┌──

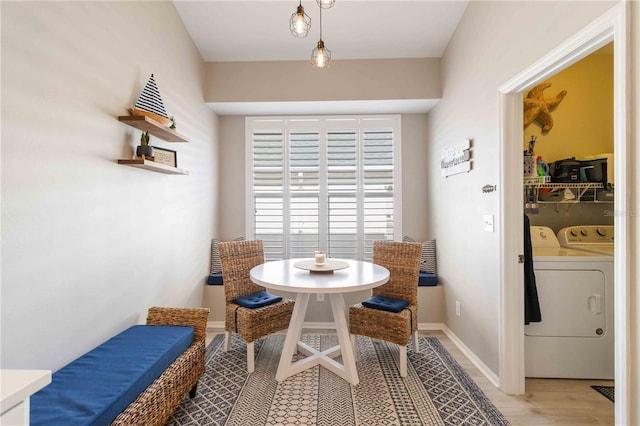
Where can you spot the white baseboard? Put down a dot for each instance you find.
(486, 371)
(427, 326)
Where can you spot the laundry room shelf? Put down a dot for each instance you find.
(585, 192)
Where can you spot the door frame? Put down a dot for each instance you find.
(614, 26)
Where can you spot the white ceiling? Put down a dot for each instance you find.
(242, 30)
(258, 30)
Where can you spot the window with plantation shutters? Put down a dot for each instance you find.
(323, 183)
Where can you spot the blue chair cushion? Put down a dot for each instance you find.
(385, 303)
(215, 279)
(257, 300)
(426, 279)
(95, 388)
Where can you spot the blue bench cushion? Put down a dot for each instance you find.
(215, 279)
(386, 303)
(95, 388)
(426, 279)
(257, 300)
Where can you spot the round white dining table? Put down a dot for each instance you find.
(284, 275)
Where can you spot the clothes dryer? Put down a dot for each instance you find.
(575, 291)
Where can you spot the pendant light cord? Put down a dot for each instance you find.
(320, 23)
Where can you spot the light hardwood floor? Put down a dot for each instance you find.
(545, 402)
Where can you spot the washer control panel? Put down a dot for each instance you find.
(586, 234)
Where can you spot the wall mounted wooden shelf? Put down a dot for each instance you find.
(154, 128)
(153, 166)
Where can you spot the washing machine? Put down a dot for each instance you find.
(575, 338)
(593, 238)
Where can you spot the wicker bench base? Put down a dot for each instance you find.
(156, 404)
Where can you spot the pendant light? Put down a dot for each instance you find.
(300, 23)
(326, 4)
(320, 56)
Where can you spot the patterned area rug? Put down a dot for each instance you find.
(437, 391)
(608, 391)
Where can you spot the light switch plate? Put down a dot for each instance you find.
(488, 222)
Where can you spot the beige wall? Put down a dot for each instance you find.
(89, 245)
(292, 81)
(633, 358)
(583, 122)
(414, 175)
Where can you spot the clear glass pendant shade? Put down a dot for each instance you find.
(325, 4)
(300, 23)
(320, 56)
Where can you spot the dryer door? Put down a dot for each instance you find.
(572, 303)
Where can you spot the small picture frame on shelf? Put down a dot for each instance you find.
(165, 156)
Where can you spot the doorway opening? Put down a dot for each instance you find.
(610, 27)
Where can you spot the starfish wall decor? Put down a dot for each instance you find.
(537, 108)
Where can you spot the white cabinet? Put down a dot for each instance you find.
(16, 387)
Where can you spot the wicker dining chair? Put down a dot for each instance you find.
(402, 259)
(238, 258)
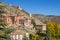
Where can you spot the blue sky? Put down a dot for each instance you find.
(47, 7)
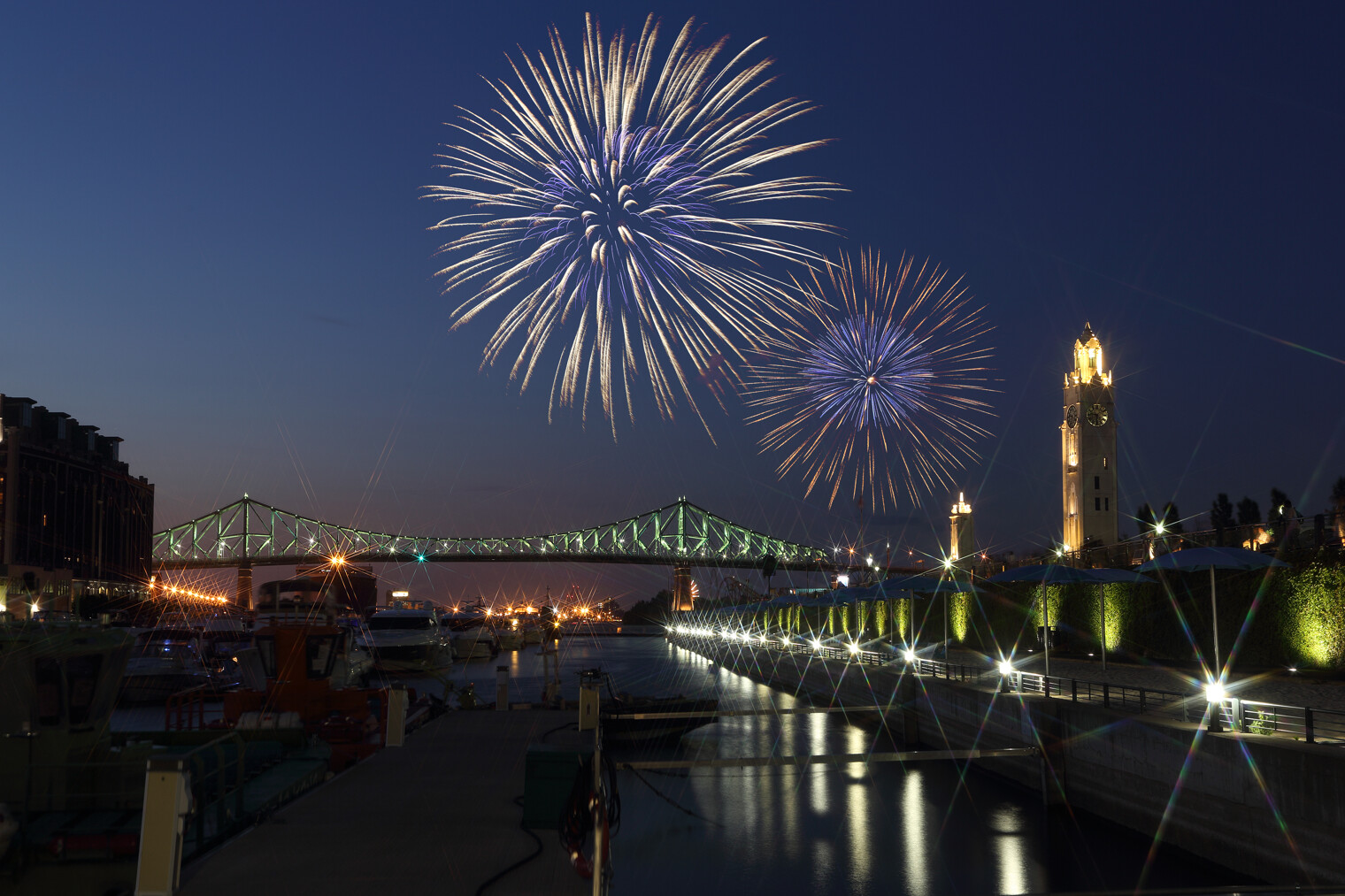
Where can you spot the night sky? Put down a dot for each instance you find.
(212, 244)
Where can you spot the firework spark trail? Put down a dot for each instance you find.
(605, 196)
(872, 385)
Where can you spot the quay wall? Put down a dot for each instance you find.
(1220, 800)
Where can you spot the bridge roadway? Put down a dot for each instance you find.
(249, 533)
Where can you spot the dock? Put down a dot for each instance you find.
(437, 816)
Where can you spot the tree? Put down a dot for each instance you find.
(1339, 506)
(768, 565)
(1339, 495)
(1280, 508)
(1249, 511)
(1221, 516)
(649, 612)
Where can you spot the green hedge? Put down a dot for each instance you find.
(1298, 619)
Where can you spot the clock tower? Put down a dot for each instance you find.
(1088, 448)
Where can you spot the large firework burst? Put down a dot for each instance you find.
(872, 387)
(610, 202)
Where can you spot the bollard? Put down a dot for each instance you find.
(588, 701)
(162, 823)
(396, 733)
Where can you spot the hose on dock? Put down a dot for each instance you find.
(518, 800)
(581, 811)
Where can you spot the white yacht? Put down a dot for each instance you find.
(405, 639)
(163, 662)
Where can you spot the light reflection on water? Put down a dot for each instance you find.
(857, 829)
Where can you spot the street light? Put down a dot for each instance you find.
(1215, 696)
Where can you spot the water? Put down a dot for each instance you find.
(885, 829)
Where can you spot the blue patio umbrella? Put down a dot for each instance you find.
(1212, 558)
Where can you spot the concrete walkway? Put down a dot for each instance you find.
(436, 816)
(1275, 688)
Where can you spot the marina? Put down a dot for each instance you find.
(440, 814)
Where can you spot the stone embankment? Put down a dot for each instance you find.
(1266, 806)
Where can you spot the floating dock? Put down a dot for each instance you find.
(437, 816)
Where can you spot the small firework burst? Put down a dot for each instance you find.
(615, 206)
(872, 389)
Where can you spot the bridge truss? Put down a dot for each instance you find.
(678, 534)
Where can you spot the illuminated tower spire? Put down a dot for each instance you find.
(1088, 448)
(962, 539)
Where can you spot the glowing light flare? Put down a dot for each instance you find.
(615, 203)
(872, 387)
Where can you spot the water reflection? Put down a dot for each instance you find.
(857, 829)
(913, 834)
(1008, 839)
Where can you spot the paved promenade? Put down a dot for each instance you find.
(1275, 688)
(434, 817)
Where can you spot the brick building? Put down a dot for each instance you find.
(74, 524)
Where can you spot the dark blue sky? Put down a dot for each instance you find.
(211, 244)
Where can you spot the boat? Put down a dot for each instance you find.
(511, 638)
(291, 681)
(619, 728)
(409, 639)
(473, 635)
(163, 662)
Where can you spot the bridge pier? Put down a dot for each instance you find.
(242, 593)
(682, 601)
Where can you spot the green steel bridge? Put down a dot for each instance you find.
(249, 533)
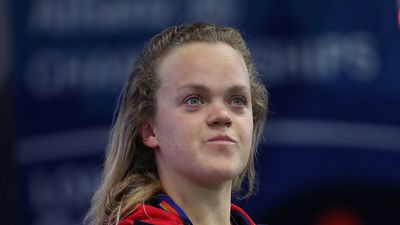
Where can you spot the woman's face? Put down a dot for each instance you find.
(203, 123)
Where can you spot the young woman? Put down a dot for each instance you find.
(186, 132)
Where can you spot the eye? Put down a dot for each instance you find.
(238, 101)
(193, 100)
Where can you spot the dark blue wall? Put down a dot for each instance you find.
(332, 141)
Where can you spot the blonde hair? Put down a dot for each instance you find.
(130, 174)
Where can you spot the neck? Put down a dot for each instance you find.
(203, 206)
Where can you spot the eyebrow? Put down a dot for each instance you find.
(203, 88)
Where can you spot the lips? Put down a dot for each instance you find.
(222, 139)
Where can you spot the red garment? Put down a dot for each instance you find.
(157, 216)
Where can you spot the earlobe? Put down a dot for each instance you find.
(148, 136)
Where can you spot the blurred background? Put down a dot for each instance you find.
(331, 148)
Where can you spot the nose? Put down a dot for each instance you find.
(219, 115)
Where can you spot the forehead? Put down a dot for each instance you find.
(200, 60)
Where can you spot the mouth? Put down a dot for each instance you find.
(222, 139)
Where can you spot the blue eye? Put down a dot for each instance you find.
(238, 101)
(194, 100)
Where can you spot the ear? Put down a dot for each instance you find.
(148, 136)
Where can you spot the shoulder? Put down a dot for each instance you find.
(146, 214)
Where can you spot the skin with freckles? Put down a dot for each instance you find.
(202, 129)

└──
┌──

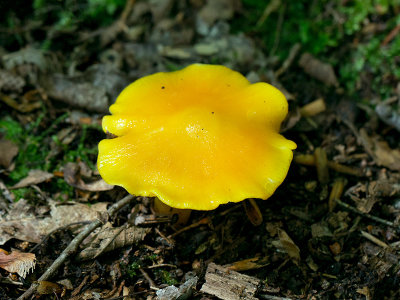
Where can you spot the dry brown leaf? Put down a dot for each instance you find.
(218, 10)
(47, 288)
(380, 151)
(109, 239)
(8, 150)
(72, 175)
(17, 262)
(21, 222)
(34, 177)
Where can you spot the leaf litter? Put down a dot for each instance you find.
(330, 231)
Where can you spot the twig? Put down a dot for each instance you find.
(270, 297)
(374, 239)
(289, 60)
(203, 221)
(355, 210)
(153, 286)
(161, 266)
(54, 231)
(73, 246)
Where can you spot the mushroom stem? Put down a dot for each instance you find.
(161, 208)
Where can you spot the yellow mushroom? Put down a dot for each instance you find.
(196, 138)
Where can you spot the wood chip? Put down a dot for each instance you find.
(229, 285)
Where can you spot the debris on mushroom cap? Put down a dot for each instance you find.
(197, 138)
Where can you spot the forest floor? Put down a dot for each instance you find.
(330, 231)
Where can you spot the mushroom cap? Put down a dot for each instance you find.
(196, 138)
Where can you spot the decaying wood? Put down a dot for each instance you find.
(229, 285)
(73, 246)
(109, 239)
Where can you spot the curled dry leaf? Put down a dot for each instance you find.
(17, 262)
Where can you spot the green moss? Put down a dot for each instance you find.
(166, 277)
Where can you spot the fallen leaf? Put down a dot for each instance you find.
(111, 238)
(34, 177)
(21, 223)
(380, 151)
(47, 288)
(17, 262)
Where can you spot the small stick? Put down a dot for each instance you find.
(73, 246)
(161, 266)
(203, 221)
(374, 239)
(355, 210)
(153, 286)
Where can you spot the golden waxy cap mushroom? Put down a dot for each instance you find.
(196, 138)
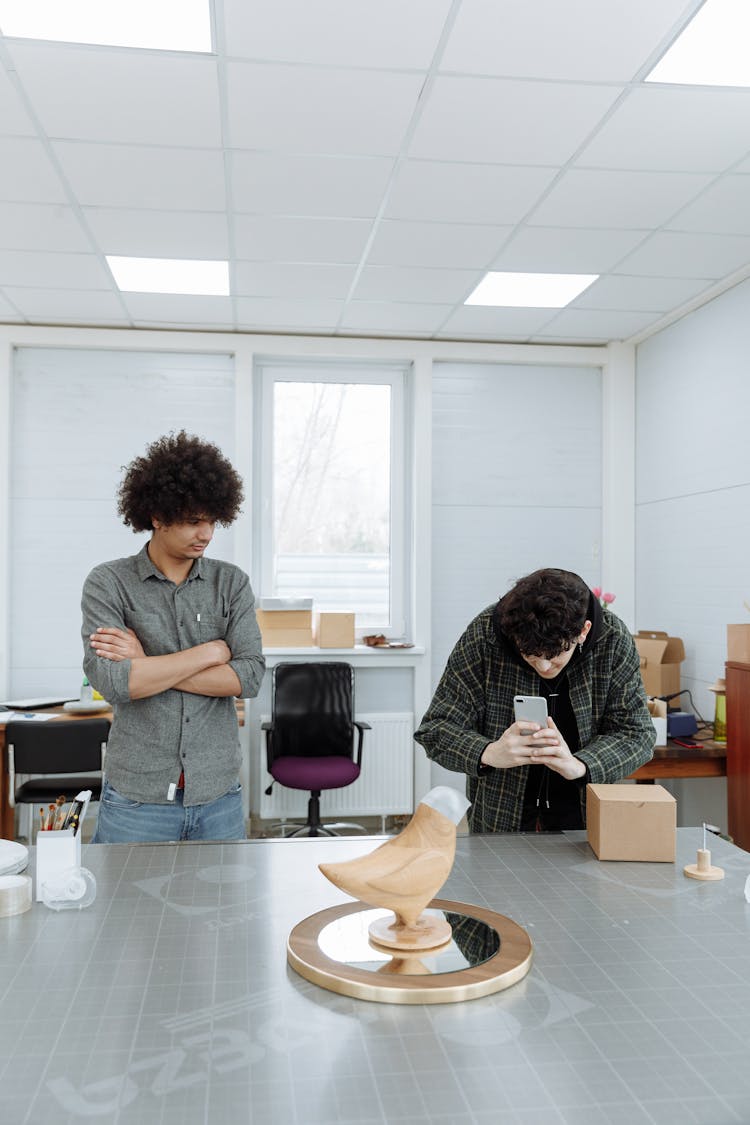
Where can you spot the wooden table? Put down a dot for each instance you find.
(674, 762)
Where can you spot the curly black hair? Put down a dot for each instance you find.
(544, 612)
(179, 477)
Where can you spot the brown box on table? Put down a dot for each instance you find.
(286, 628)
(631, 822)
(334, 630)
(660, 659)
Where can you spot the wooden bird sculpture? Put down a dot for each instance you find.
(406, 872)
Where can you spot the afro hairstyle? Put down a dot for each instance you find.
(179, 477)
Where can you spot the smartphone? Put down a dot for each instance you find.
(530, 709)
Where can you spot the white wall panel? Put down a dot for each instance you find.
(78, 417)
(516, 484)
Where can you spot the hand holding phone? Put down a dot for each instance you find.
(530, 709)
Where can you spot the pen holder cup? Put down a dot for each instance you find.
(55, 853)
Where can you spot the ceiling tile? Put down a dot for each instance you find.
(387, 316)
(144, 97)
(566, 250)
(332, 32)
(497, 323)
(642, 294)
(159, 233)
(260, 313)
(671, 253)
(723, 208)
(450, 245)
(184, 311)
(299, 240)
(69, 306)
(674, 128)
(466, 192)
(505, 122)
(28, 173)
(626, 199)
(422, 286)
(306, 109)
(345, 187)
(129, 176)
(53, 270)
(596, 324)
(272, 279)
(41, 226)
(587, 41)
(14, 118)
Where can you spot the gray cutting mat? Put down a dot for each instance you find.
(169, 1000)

└──

WHAT TO PRODUCE | Turn the data, starting at the line that contains "Where can you spot the ceiling" and ending at the line that contains "(169, 1000)", into a JSON list of strings with one string per line. Leave out any blank lines.

COMPLETE RESPONSE |
[
  "Where can you spot the ceiling tile? Put down a dot for each instance you find.",
  "(387, 316)",
  "(144, 97)",
  "(566, 250)",
  "(332, 32)",
  "(497, 323)",
  "(642, 294)",
  "(159, 233)",
  "(260, 313)",
  "(671, 253)",
  "(723, 208)",
  "(450, 245)",
  "(184, 311)",
  "(299, 240)",
  "(69, 306)",
  "(674, 128)",
  "(466, 192)",
  "(505, 122)",
  "(28, 173)",
  "(626, 199)",
  "(422, 286)",
  "(306, 109)",
  "(345, 187)",
  "(129, 176)",
  "(53, 270)",
  "(596, 324)",
  "(272, 279)",
  "(41, 226)",
  "(587, 41)",
  "(14, 118)",
  "Where can you spot the gray cutting mat? Put down a dot for each instance you find.",
  "(169, 1000)"
]